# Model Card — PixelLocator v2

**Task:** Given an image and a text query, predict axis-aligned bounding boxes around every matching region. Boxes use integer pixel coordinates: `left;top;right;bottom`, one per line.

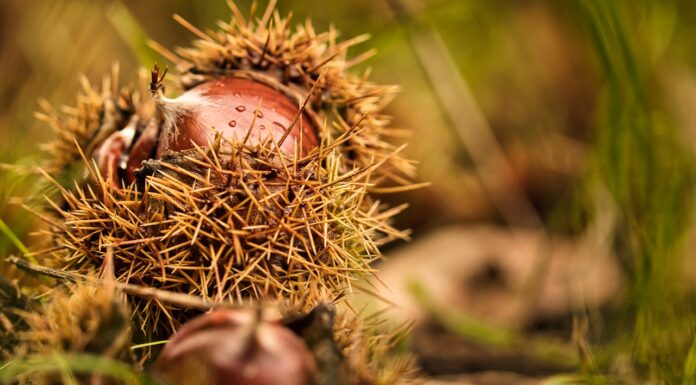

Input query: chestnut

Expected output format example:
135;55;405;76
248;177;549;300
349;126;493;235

155;309;316;385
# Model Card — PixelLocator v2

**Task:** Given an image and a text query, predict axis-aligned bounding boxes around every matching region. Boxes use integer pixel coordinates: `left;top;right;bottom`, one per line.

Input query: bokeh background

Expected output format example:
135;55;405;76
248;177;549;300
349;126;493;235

0;0;696;384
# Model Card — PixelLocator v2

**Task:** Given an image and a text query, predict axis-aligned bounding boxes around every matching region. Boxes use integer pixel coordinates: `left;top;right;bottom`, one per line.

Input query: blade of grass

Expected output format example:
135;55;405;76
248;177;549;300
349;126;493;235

0;218;38;264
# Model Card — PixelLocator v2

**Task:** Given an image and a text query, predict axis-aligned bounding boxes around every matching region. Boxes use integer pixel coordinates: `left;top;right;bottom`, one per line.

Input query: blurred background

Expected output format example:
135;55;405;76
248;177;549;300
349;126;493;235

0;0;696;384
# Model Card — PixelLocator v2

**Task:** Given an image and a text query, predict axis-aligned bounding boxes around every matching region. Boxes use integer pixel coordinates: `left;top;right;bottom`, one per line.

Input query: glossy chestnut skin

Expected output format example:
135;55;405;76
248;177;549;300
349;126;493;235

155;309;316;385
157;78;319;159
93;77;319;189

WHAT THE TASK REQUIRES ▸ Copy all of the records above word for word, leaving out the pictures.

FULL SOLUTION ▸
# Model Card — PixelLocator v2

**Task:** Given an image and a text query, predict axis-aligned bounding boxes around every matching region. Boxes use integer pixel coordinates: `left;top;right;bottom`, one per line.


Input query: chestnut

Expected output format example:
135;55;405;76
248;177;549;300
349;126;493;235

155;309;316;385
# Model Card — PixelLocator v2

**Task:** Given an image and a text query, predict axis-aligned bounding boxes around every matching region. Boxes use integer pixel coordinates: `left;top;right;bottom`, one per line.

Input query: bokeh background

Expected output format example:
135;55;405;76
248;177;549;300
349;126;493;235

0;0;696;384
# Model Card — PixelLocator v2

**Task:** Given an image and a text query, predict axis-aligned bounding boxes around every matching region. Boxes use integer pixel coordinates: `left;top;right;bottom`, one per line.

Input query: blade of grass

Expected output format example:
135;55;405;76
248;177;549;300
349;126;493;235

0;218;38;264
# Model Card — PixelLocator v2

**Task:** Given an image and a text query, predict axis-aligned bounding boxes around every matching region. Boxes use integer pixel coordinates: `left;top;right;bottom`, one per line.

Input query: blurred background

Expected output format example:
135;55;405;76
248;177;549;300
349;126;493;235

0;0;696;384
# Model Card — PixelLocator v2

**Task:** Given an image and a text query, predict axis-aligned bounding boxes around every matching region. Boxes use integer pixel coordinates: `left;top;right;bottom`, one per line.

Input query: glossy chestnut skin

Expected output format example:
135;55;405;76
248;177;549;300
349;126;493;235

155;309;316;385
157;78;319;159
93;77;319;189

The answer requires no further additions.